If you want to save the results to a JSON file (similar to the original script), run this cell:

In [None]:
# Export results to JSON (optional)
output_results = {
    "baseline": [
        {"id": row["id"], "decision": row["decision"], "error": bool(row["error"])}
        for _, row in baseline_df.iterrows()
    ],
    "proposed": [
        {"id": row["id"], "decision": row["decision"], "error": bool(row["error"])}
        for _, row in proposed_df.iterrows()
    ]
}

# Pretty print the JSON results
print("Results in JSON format:")
print(json.dumps(output_results, indent=2))

# Uncomment the next lines to save to file
# with open("method_out.json", "w") as f:
#     json.dump(output_results, f, indent=2)
# print("\nResults saved to method_out.json")

## Interactive Experimentation

Try modifying the controller parameters and re-running the experiment to see how it affects performance:

In [None]:
# Experiment with different parameters
def experiment_with_params(epsilon_target=0.10, delta=0.05, hysteresis=0.05):
    """Run experiment with custom parameters."""

YOUR INSTRUCTIONS:
List each parameter of the function experiment_with_params in the notebook excerpt, along with its default value. The data has no connection to the notebook excerpt.

SOURCE EXCERPT:
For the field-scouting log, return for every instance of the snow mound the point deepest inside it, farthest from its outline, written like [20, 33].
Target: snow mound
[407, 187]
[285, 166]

ANSWER TO THE EXERCISE:
- epsilon_target: 0.10
- delta: 0.05
- hysteresis: 0.05